Only the lines from the start of the entries up to and including the line with "Target: puppy's face" should be written out, exactly as they stand.

------------------------------------------------------------------------

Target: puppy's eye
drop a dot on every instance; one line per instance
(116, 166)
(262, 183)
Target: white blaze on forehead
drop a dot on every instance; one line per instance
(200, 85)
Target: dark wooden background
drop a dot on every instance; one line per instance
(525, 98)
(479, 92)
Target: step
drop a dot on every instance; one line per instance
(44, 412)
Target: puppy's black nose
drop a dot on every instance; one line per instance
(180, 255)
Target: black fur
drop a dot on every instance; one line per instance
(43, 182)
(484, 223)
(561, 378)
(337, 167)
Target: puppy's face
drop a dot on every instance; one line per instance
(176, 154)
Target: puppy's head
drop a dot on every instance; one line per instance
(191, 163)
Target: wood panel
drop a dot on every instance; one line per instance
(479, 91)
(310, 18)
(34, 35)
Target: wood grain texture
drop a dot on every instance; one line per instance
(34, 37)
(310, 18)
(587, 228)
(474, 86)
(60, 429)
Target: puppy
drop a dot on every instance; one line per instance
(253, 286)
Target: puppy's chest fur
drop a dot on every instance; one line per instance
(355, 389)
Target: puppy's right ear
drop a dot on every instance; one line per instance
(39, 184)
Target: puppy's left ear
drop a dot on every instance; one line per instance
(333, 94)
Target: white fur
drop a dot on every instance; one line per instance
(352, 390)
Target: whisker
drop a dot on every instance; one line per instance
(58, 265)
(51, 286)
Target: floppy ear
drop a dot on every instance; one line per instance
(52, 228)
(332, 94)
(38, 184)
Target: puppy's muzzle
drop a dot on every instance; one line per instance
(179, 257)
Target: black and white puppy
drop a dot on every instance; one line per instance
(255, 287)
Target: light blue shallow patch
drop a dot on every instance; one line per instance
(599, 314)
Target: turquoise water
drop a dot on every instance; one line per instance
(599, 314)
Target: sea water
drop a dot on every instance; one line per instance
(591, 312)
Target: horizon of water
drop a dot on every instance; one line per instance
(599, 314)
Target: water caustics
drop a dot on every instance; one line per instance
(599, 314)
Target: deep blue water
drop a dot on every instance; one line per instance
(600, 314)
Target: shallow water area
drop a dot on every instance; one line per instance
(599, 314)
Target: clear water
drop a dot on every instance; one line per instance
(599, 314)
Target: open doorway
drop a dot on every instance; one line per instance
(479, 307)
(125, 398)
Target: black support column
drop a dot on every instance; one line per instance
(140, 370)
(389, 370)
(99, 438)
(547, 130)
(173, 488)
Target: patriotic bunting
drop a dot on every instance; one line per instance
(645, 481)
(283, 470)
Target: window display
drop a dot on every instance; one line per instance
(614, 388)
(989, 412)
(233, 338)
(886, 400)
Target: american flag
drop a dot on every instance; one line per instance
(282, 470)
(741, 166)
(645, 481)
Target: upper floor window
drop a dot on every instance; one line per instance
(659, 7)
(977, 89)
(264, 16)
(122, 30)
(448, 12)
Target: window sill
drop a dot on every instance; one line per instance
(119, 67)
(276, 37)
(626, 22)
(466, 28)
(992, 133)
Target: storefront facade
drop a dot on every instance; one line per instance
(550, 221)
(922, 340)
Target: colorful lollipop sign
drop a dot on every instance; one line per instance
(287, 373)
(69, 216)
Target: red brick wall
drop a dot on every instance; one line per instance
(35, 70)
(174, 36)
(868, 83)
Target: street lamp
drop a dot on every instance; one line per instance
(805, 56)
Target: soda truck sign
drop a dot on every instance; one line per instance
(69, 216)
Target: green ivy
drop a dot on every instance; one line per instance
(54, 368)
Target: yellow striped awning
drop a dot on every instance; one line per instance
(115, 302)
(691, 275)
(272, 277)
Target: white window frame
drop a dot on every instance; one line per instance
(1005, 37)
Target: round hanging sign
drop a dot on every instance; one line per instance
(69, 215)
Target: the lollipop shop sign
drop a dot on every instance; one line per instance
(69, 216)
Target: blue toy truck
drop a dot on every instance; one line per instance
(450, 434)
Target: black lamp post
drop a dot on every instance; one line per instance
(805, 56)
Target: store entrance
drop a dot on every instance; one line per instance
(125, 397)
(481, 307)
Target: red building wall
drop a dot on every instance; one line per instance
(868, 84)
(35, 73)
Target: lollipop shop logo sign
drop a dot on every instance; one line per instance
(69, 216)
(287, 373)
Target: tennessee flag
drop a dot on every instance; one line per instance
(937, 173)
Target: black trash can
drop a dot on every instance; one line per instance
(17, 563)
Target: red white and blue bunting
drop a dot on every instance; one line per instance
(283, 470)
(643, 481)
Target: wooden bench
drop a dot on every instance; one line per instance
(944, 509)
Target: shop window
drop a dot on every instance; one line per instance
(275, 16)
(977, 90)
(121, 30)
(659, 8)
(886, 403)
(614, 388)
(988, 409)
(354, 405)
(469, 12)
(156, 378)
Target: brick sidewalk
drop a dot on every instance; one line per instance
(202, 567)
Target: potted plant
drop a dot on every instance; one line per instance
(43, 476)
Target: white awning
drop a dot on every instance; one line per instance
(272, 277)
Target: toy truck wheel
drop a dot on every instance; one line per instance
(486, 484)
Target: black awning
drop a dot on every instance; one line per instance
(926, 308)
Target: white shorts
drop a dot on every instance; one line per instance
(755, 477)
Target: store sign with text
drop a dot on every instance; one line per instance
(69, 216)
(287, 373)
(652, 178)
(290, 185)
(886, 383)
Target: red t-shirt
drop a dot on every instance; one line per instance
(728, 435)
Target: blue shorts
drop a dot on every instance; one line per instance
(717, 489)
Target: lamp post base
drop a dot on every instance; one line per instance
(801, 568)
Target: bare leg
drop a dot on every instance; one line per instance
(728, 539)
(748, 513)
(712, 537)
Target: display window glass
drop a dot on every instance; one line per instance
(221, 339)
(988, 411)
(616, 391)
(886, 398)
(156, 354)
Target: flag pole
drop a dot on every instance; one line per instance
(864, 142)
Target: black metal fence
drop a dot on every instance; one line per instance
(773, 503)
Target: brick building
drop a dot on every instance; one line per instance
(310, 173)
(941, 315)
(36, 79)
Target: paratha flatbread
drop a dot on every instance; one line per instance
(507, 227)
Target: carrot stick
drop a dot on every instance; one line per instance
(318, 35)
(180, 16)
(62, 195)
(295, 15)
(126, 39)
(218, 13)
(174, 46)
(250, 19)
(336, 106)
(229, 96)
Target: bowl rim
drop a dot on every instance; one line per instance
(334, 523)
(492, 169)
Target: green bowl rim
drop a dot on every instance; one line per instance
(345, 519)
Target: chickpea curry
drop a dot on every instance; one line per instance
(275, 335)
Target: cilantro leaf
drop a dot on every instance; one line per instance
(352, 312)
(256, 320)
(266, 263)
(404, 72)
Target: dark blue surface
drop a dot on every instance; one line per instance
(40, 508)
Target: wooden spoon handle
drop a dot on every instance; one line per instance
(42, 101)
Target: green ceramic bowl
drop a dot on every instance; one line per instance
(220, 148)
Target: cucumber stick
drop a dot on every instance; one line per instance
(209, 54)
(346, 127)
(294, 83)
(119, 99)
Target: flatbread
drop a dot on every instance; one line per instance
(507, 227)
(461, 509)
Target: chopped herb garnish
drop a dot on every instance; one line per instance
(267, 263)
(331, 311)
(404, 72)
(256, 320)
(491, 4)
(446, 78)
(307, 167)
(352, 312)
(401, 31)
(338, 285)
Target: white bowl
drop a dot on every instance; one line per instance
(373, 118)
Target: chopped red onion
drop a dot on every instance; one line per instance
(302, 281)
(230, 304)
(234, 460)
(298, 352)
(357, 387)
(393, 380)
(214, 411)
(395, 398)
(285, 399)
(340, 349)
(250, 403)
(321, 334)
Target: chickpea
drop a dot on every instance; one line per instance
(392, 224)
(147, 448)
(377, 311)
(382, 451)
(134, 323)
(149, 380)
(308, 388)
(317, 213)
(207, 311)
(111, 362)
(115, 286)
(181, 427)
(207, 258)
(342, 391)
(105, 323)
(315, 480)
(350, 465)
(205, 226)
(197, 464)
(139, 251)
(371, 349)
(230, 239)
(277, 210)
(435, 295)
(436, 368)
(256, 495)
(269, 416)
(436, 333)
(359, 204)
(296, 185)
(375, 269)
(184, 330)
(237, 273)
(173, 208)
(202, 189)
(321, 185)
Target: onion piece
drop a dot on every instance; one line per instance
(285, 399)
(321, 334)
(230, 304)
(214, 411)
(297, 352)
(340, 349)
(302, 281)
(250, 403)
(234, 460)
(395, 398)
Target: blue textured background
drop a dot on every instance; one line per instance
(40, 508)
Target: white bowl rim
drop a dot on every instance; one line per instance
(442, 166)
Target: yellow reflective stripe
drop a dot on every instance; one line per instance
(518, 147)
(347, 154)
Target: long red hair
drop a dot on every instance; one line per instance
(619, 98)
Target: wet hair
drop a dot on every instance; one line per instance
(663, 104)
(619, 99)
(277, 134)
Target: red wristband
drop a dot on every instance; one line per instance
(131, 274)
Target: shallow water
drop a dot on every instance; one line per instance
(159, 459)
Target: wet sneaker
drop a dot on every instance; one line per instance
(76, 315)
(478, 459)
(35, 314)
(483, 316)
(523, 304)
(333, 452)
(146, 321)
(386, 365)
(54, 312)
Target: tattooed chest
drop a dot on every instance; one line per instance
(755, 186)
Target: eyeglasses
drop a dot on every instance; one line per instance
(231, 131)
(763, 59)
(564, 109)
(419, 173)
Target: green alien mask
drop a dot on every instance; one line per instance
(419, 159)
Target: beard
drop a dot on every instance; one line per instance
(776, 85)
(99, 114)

------------------------------------------------------------------------

## Written reply
Target: puppy's eye
drop a dot on every instance; one line per instance
(116, 166)
(262, 183)
Target: white blaze on forehead
drop a dot on every instance; one line per instance
(200, 85)
Target: dark wooden background
drop a dot on every instance; one line per instance
(525, 98)
(479, 92)
Target: step
drop a dot on every instance; one line per instance
(44, 412)
Target: puppy's black nose
drop a dot on every instance; one line per instance
(180, 255)
Target: black fur
drop a dot on every instance; one line per instance
(43, 182)
(484, 223)
(561, 378)
(337, 167)
Target: puppy's face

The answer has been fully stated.